START
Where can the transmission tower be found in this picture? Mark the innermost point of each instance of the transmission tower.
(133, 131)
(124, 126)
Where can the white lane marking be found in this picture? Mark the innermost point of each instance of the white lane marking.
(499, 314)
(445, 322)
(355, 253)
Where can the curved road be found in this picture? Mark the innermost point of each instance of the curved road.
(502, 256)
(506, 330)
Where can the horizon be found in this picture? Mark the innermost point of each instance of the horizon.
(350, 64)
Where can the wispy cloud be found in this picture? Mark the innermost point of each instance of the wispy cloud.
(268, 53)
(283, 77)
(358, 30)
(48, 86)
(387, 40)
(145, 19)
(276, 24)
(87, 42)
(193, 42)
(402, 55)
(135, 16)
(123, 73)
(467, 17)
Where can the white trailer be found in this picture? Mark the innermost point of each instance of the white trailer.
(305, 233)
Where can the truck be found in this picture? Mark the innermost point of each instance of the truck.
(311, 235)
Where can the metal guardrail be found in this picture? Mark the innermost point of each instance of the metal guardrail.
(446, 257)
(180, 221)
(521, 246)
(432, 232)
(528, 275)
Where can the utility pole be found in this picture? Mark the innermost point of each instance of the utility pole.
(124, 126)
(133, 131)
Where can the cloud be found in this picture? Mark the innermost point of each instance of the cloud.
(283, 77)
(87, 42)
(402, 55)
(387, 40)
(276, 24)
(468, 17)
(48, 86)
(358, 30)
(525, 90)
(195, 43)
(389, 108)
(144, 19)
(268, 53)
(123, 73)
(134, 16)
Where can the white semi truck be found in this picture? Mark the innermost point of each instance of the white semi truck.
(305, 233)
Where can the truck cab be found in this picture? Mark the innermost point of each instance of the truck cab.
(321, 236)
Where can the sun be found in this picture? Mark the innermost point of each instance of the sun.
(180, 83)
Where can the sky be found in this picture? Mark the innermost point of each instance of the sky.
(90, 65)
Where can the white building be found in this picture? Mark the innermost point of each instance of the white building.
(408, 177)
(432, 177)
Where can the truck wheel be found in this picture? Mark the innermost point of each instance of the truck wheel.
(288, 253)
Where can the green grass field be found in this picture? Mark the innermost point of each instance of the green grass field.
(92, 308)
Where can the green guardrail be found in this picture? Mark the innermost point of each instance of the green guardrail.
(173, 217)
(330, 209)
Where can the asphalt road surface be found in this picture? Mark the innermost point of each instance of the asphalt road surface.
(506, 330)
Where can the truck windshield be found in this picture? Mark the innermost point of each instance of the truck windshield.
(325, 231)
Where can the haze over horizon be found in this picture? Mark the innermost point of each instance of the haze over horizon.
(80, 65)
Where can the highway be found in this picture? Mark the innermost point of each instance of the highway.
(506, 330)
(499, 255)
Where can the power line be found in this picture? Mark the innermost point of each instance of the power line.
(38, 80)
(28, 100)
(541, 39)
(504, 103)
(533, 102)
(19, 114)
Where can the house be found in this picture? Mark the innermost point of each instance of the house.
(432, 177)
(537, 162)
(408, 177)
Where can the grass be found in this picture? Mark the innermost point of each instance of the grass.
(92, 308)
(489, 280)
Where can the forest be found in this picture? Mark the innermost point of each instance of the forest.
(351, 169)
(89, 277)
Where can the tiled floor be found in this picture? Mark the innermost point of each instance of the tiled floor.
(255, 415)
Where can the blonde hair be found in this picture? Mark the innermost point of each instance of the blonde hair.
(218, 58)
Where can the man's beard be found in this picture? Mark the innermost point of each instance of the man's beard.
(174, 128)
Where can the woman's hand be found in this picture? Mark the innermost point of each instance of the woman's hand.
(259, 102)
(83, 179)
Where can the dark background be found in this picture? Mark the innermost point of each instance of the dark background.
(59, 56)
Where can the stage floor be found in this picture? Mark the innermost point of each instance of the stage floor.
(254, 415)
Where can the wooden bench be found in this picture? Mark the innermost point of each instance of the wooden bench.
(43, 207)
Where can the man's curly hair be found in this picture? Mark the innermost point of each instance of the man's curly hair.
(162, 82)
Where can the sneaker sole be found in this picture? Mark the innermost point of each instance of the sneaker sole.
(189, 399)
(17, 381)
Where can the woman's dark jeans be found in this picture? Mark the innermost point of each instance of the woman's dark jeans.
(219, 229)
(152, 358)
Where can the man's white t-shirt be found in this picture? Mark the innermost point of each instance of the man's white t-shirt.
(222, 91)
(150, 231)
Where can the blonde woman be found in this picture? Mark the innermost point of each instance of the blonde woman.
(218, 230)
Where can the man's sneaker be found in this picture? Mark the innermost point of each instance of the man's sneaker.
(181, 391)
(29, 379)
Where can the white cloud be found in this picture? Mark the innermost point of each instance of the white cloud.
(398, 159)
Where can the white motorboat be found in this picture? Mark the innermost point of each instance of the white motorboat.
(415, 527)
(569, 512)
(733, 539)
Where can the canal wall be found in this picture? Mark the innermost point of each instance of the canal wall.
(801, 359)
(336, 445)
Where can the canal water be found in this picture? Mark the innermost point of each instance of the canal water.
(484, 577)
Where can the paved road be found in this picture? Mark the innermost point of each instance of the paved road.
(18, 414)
END
EXERCISE PROMPT
Reproduce all of the material above word for word.

TASK RESULT
Where can the transmission tower be found in this picture? Mark the innermost point of each instance of the transmission tower.
(133, 131)
(124, 126)
Where can the white lane marking be found in this picture? Mark the innermost point of each instance of the white lane marking.
(499, 314)
(445, 322)
(355, 253)
Where can the curved road be found in this picture? Mark the innermost point of each instance of the curved road.
(502, 256)
(506, 330)
Where can the horizon be found in this picture? Mark the innermost point of each instance of the horizon.
(350, 64)
Where can the wispy cloud be found in this picture? Mark the innermost point of each instance of the wispy cloud.
(268, 53)
(283, 77)
(358, 30)
(48, 86)
(387, 40)
(145, 19)
(276, 24)
(87, 42)
(193, 42)
(402, 55)
(135, 16)
(123, 73)
(467, 17)
Where can the white trailer be found in this picture? Mark the innermost point of each instance of the white trailer.
(305, 233)
Where can the truck be found in this picture? Mark the innermost point of each instance of the truck.
(311, 235)
Where can the metal guardrail be found in this picture? Mark the innermost point of each instance of the metal guardrail.
(446, 257)
(180, 221)
(521, 246)
(432, 232)
(528, 275)
Where can the utility pole be found in this picture? Mark the innermost point of each instance of the utility pole.
(124, 126)
(133, 131)
Where can the cloud be found in this picture? Mark the innermost point of each instance of the cloud.
(283, 77)
(87, 42)
(402, 55)
(387, 40)
(276, 24)
(468, 17)
(48, 86)
(358, 30)
(525, 90)
(195, 43)
(389, 108)
(144, 19)
(268, 53)
(123, 73)
(134, 16)
Where can the white semi truck be found in this picture? Mark the innermost point of each instance of the white semi truck.
(305, 233)
Where can the truck cab be found in this picture? Mark the innermost point of each instance of the truck cab.
(321, 236)
Where can the sun be found in this picture? Mark the innermost point of each instance of the sun.
(180, 83)
Where can the sky be found in this picture? Mark the innermost point of each instance of the sky.
(90, 65)
Where can the white building be found in this picture? Mark the innermost point of each instance of the white building.
(408, 177)
(432, 177)
Where can the truck wheel be found in this picture? Mark the innermost point of each instance of the truck wheel.
(288, 253)
Where can the green grass field be found in this picture? Mark the innermost point of each instance of the green grass field.
(92, 308)
Where can the green guardrail be found in this picture? Mark the innermost point of each instance of the green guardrail.
(173, 217)
(330, 209)
Where can the asphalt road surface be found in this picture? Mark the innermost point of each instance of the asphalt road surface.
(506, 330)
Where can the truck windshield be found in this picture? Mark the innermost point of each instance of the truck windshield.
(325, 231)
Where can the haze over horizon be found in this picture? Mark the innermost point of each instance of the haze over horizon.
(80, 65)
Where can the highway be found in this picture? Mark the innermost point of each instance of the highway.
(506, 330)
(499, 255)
Where can the power line be found in this picture? Mark the innermost point of each instance of the power line.
(38, 80)
(28, 100)
(541, 39)
(504, 103)
(533, 102)
(19, 114)
Where can the house be found in this picture? Mark the innermost point of each instance of the house.
(432, 177)
(537, 162)
(408, 177)
Where can the grass be found in this picture? Mark the innermost point of each instance of the grass.
(92, 308)
(489, 280)
Where can the forest be found in this picture? Mark the innermost point of each instance of the forest.
(351, 169)
(89, 277)
Where can the tiled floor be found in this picture? Mark the innermost point of each instance of the tiled floor.
(255, 415)
Where can the blonde hair be found in this picture? Mark the innermost point of each instance of the blonde hair.
(218, 58)
Where can the man's beard be found in this picture? Mark the innermost point of each instance of the man's beard.
(174, 128)
Where can the woman's hand be found in this picture? Mark the innermost point of each instance of the woman's hand.
(259, 102)
(83, 179)
Where can the dark background be found in this picture? Mark the innermost point of each instance of the dark background.
(59, 56)
Where can the stage floor be found in this picture? Mark the innermost point of each instance of the stage floor.
(254, 415)
Where can the wooden bench be found in this picture? Mark the innermost point of each instance of the wooden bench.
(43, 207)
Where can the man's curly hair be found in this picture? Mark the innermost point of each instance of the man's curly hair.
(162, 82)
Where can the sneaker sole be found in this picture? Mark the innermost point of each instance of the sneaker sole.
(189, 399)
(17, 381)
Where can the woman's dark jeans be found in this picture? Mark the innermost point of each instance of the woman's dark jeans.
(219, 229)
(152, 358)
Where can the man's white t-shirt be found in this picture? Mark the innermost point of each instance of the man's white t-shirt.
(222, 91)
(150, 231)
Where can the blonde woman be found in this picture? Mark the innermost point of each instance of the blonde woman.
(218, 230)
Where can the man's sneaker be found in this picture? Mark the innermost point of each instance of the man's sneaker.
(181, 391)
(29, 379)
Where can the white cloud be found in this picture? Mark the innermost point of each instance of the white cloud.
(398, 159)
Where can the white motorboat be found in this picture? Mark the innermost point of each instance of the white motorboat.
(415, 527)
(569, 512)
(733, 539)
Where can the canal wall be found in this picture? Mark the innermost point of each instance of the canal wall.
(801, 359)
(336, 445)
Where can the canal water be found in this picture? Mark the innermost point of each instance of the canal water.
(484, 577)
Where can the paved road be found in this picture? Mark the innermost point of each instance of the paved road.
(18, 414)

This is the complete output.